→ ABOUT THIS TASK
Within the records below, reproduce without change the lines from the line that has "Can you spot the blue" through the line that has "Can you spot the tree", and only those.

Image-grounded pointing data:
§ §

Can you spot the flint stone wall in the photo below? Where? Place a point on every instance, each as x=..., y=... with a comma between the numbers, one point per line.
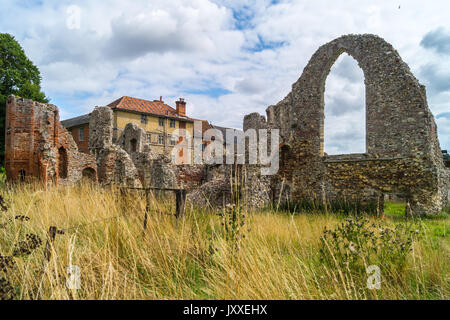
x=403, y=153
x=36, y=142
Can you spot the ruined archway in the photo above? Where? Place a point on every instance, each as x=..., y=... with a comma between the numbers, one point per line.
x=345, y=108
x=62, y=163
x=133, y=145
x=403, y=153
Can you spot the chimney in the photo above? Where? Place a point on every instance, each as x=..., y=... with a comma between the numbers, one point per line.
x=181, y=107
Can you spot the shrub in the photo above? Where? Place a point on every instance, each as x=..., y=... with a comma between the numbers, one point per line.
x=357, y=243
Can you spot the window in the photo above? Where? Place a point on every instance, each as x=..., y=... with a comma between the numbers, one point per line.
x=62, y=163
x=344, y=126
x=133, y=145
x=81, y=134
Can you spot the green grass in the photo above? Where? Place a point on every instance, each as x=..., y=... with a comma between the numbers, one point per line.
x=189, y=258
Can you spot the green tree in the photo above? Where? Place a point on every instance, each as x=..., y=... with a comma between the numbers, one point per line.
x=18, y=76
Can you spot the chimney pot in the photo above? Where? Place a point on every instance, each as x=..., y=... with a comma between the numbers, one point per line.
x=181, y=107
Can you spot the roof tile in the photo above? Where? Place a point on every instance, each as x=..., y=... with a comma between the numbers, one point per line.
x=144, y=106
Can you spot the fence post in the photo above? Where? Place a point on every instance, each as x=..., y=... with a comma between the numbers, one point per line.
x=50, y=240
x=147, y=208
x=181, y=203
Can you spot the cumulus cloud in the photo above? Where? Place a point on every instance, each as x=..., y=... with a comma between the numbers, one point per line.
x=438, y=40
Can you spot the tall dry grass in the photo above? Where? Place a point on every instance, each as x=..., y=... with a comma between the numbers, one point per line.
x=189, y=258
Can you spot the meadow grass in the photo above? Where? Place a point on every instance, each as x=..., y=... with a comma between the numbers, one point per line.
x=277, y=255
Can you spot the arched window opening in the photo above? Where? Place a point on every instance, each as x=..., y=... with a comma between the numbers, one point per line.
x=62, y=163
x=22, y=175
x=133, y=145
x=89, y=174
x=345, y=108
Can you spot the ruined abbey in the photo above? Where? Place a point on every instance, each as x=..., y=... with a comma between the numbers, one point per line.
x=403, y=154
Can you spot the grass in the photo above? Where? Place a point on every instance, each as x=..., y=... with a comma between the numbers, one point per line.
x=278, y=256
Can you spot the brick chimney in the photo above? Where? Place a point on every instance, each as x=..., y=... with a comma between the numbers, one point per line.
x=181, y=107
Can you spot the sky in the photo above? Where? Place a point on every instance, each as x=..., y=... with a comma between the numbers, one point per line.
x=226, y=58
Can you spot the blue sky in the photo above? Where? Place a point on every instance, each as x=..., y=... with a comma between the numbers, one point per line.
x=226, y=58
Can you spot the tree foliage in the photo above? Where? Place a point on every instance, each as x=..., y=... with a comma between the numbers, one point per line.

§ §

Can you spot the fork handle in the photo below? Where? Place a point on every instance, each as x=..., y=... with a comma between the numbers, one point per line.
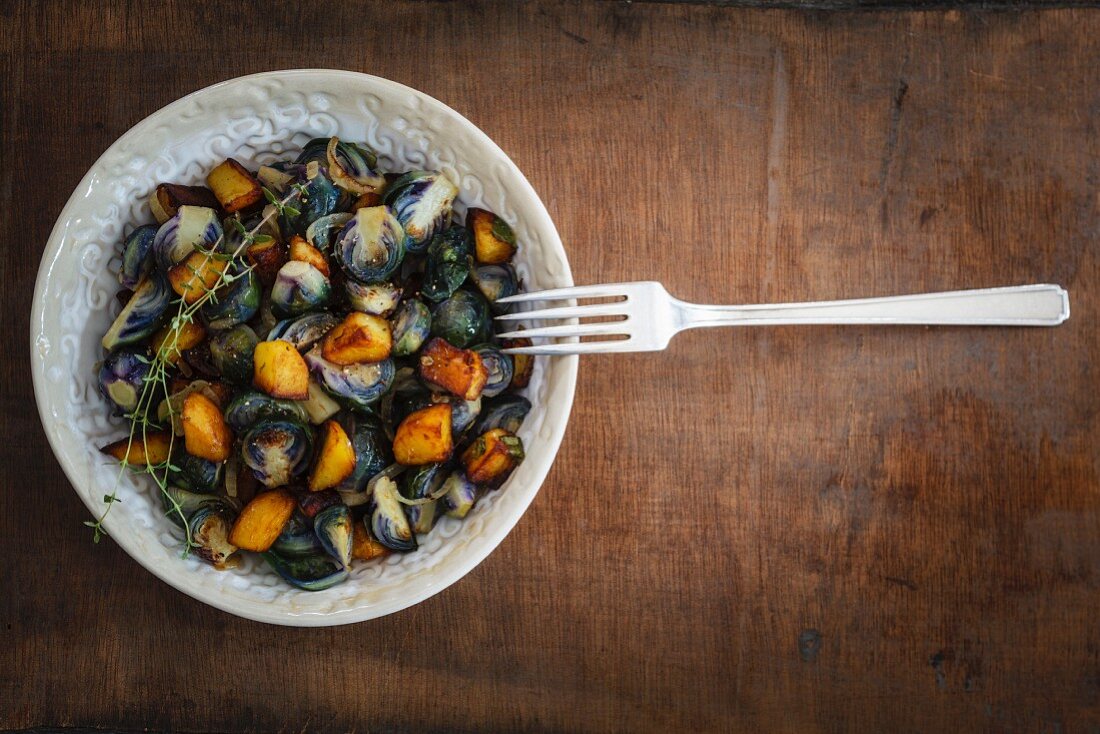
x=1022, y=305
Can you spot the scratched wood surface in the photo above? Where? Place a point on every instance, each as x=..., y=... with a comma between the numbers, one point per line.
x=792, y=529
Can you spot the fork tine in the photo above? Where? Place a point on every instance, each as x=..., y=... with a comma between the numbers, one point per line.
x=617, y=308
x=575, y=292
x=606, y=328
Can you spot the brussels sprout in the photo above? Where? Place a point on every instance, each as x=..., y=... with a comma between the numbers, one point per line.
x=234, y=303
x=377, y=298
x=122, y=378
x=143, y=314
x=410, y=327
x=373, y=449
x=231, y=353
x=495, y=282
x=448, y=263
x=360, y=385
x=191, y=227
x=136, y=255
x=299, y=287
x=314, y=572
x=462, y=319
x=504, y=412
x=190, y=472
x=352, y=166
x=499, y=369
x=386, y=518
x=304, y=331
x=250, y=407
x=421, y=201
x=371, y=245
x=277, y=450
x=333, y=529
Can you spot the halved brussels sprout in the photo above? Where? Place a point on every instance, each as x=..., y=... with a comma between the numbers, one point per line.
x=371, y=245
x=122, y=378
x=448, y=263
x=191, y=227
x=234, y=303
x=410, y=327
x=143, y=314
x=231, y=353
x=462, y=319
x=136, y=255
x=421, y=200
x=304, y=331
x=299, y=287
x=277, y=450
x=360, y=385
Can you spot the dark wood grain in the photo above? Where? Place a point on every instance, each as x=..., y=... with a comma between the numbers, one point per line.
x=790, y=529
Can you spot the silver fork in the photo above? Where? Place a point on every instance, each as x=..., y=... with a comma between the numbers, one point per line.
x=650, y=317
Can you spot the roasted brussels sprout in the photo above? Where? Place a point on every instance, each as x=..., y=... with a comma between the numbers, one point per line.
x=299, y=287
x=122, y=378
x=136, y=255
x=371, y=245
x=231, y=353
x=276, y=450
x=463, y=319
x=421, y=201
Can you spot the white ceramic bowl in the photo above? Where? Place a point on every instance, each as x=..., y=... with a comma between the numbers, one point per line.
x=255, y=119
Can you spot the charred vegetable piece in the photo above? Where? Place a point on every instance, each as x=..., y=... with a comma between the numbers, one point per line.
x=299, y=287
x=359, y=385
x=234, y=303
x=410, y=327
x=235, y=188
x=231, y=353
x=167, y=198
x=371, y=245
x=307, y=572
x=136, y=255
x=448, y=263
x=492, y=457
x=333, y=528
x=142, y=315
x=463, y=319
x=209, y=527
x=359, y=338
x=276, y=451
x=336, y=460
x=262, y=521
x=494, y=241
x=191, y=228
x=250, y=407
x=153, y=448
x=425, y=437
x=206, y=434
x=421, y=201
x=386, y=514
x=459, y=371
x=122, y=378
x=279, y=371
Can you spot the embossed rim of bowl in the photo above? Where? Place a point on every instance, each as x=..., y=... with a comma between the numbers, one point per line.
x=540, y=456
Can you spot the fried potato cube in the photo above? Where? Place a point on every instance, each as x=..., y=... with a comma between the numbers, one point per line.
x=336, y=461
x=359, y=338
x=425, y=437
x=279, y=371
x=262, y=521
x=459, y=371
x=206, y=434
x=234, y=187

§ §

→ ANSWER FOR THE TASK
Can you spot the blue sky in the photo above? Where? Place a point on every instance, each as x=..., y=... with a comma between the numbers, one point per line.
x=226, y=58
Can you spot the tree foliage in the photo above? Where? Place a point on every instance, each as x=..., y=... with a comma between the numbers, one point per line.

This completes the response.